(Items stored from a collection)

____

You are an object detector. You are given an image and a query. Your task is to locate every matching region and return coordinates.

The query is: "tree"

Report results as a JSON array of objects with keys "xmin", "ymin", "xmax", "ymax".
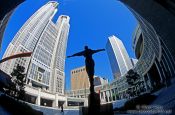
[{"xmin": 10, "ymin": 65, "xmax": 26, "ymax": 100}]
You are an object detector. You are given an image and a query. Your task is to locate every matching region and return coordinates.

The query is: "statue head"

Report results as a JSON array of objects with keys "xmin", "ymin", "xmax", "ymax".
[{"xmin": 84, "ymin": 46, "xmax": 88, "ymax": 50}]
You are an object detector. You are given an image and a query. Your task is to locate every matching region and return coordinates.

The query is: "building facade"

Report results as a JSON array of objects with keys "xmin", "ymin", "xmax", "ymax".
[
  {"xmin": 1, "ymin": 1, "xmax": 70, "ymax": 95},
  {"xmin": 71, "ymin": 66, "xmax": 90, "ymax": 90},
  {"xmin": 94, "ymin": 76, "xmax": 108, "ymax": 86},
  {"xmin": 0, "ymin": 0, "xmax": 25, "ymax": 48},
  {"xmin": 106, "ymin": 36, "xmax": 133, "ymax": 78}
]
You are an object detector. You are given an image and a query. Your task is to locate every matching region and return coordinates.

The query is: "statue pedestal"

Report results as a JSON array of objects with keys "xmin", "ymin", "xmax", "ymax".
[{"xmin": 88, "ymin": 92, "xmax": 100, "ymax": 115}]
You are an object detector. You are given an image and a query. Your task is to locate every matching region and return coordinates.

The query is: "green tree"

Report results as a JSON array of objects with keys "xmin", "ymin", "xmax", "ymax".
[{"xmin": 10, "ymin": 65, "xmax": 26, "ymax": 100}]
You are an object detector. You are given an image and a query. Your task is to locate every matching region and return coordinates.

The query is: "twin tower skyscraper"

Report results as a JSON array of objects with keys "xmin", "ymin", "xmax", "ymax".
[{"xmin": 1, "ymin": 1, "xmax": 70, "ymax": 95}]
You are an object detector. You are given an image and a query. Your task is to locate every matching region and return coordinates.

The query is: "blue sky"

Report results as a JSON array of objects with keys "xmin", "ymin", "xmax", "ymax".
[{"xmin": 0, "ymin": 0, "xmax": 137, "ymax": 89}]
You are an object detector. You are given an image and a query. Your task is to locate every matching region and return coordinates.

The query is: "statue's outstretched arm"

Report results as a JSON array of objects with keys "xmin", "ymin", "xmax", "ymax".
[
  {"xmin": 93, "ymin": 49, "xmax": 105, "ymax": 53},
  {"xmin": 67, "ymin": 51, "xmax": 84, "ymax": 58}
]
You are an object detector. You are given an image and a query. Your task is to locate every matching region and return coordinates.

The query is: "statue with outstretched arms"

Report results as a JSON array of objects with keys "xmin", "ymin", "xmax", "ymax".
[{"xmin": 67, "ymin": 46, "xmax": 105, "ymax": 92}]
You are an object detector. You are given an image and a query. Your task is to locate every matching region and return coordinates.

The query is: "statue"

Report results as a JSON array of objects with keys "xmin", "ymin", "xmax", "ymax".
[
  {"xmin": 68, "ymin": 46, "xmax": 105, "ymax": 115},
  {"xmin": 68, "ymin": 46, "xmax": 105, "ymax": 93}
]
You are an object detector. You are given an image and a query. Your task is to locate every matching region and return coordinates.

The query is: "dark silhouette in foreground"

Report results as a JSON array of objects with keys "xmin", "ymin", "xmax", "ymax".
[
  {"xmin": 68, "ymin": 46, "xmax": 105, "ymax": 115},
  {"xmin": 68, "ymin": 46, "xmax": 105, "ymax": 92}
]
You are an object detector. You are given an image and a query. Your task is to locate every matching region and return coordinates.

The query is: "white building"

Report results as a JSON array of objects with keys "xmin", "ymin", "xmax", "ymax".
[
  {"xmin": 1, "ymin": 1, "xmax": 70, "ymax": 102},
  {"xmin": 94, "ymin": 76, "xmax": 108, "ymax": 86},
  {"xmin": 106, "ymin": 35, "xmax": 133, "ymax": 78}
]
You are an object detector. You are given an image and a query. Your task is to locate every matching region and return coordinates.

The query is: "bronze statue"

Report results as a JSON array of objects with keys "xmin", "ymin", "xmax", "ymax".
[{"xmin": 68, "ymin": 46, "xmax": 105, "ymax": 92}]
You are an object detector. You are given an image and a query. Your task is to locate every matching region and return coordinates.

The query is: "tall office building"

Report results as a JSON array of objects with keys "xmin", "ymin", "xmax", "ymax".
[
  {"xmin": 106, "ymin": 35, "xmax": 133, "ymax": 78},
  {"xmin": 1, "ymin": 1, "xmax": 70, "ymax": 95},
  {"xmin": 0, "ymin": 0, "xmax": 25, "ymax": 48},
  {"xmin": 71, "ymin": 66, "xmax": 90, "ymax": 90}
]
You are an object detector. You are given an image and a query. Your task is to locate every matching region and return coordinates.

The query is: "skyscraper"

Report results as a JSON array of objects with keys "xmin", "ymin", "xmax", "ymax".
[
  {"xmin": 106, "ymin": 35, "xmax": 133, "ymax": 78},
  {"xmin": 0, "ymin": 0, "xmax": 25, "ymax": 48},
  {"xmin": 1, "ymin": 1, "xmax": 70, "ymax": 95}
]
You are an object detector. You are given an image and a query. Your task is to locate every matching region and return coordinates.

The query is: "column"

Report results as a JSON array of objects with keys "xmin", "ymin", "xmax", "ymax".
[
  {"xmin": 153, "ymin": 61, "xmax": 163, "ymax": 81},
  {"xmin": 36, "ymin": 88, "xmax": 41, "ymax": 105}
]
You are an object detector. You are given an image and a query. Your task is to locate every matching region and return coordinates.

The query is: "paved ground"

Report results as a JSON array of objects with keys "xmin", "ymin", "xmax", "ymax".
[{"xmin": 31, "ymin": 105, "xmax": 79, "ymax": 115}]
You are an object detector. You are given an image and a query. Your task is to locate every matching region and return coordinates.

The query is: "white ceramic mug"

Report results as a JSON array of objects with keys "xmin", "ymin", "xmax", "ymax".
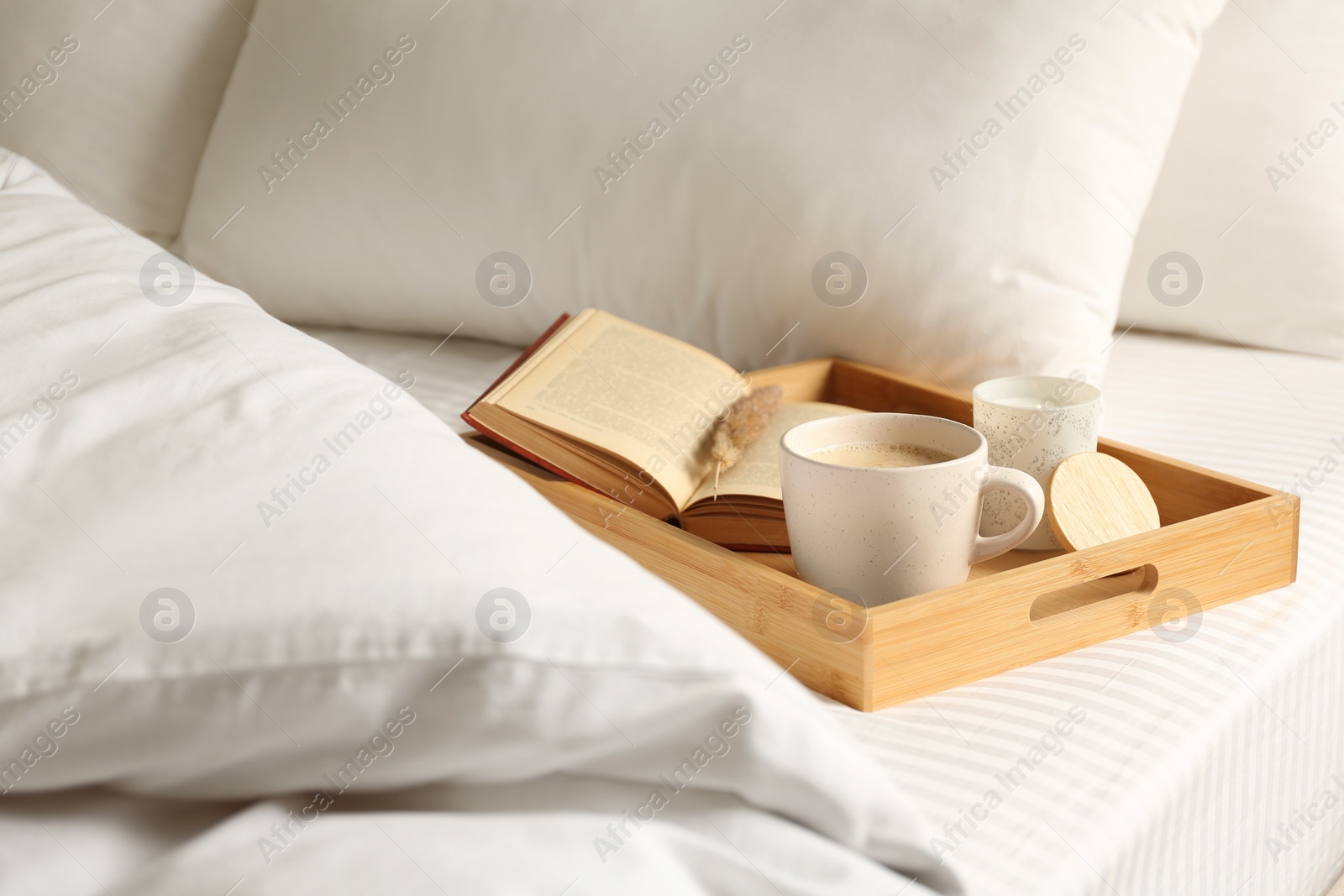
[
  {"xmin": 780, "ymin": 414, "xmax": 1046, "ymax": 607},
  {"xmin": 972, "ymin": 374, "xmax": 1100, "ymax": 551}
]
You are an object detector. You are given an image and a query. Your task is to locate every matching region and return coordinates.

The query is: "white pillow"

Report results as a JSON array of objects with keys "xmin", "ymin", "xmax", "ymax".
[
  {"xmin": 1121, "ymin": 0, "xmax": 1344, "ymax": 358},
  {"xmin": 0, "ymin": 152, "xmax": 950, "ymax": 883},
  {"xmin": 180, "ymin": 0, "xmax": 1223, "ymax": 385},
  {"xmin": 0, "ymin": 0, "xmax": 254, "ymax": 244}
]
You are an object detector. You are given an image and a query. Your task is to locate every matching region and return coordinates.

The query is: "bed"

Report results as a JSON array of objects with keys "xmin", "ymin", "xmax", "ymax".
[
  {"xmin": 13, "ymin": 329, "xmax": 1344, "ymax": 893},
  {"xmin": 0, "ymin": 0, "xmax": 1344, "ymax": 881},
  {"xmin": 312, "ymin": 329, "xmax": 1344, "ymax": 893}
]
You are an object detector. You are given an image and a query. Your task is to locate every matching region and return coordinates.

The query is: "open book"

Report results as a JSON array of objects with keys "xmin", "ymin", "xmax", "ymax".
[{"xmin": 462, "ymin": 309, "xmax": 858, "ymax": 551}]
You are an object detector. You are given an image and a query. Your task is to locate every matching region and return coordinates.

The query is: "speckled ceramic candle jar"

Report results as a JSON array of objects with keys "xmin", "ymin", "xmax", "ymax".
[
  {"xmin": 780, "ymin": 414, "xmax": 1046, "ymax": 607},
  {"xmin": 973, "ymin": 374, "xmax": 1100, "ymax": 551}
]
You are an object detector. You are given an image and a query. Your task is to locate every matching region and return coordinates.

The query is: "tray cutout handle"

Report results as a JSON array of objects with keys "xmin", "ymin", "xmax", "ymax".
[{"xmin": 1031, "ymin": 563, "xmax": 1158, "ymax": 625}]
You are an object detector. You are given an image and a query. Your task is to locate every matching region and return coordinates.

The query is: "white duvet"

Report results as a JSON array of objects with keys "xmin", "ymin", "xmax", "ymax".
[{"xmin": 0, "ymin": 150, "xmax": 957, "ymax": 896}]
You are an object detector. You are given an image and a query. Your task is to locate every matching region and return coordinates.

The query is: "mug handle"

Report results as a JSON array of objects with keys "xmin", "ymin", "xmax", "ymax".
[{"xmin": 970, "ymin": 466, "xmax": 1046, "ymax": 563}]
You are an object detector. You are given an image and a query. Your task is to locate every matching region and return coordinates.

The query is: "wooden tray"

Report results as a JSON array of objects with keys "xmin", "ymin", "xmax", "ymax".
[{"xmin": 468, "ymin": 359, "xmax": 1299, "ymax": 712}]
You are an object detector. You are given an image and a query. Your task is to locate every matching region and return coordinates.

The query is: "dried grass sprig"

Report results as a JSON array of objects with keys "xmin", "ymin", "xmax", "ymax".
[{"xmin": 710, "ymin": 385, "xmax": 784, "ymax": 501}]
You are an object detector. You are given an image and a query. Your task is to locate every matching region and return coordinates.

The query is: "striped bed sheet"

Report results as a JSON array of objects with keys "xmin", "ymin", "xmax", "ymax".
[{"xmin": 311, "ymin": 331, "xmax": 1344, "ymax": 896}]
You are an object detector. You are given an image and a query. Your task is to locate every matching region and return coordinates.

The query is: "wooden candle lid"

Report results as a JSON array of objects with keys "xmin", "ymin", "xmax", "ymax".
[{"xmin": 1046, "ymin": 451, "xmax": 1161, "ymax": 551}]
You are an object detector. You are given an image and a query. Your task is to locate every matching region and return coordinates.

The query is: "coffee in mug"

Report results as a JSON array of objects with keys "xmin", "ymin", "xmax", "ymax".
[
  {"xmin": 780, "ymin": 414, "xmax": 1046, "ymax": 607},
  {"xmin": 808, "ymin": 442, "xmax": 957, "ymax": 468}
]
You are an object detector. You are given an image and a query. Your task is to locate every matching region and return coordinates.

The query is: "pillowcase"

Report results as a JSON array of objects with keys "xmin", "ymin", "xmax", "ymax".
[
  {"xmin": 0, "ymin": 0, "xmax": 254, "ymax": 244},
  {"xmin": 1121, "ymin": 0, "xmax": 1344, "ymax": 358},
  {"xmin": 0, "ymin": 152, "xmax": 952, "ymax": 883},
  {"xmin": 180, "ymin": 0, "xmax": 1221, "ymax": 387}
]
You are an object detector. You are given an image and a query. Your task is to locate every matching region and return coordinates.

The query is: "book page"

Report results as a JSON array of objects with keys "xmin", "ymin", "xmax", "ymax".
[
  {"xmin": 492, "ymin": 312, "xmax": 746, "ymax": 508},
  {"xmin": 690, "ymin": 401, "xmax": 863, "ymax": 504}
]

____

Stated exercise:
Pick out every line of the data above that contains the word "outstretched", matching case exactly.

Solution:
The query is: "statue's outstretched arm"
The query is: "statue with outstretched arms"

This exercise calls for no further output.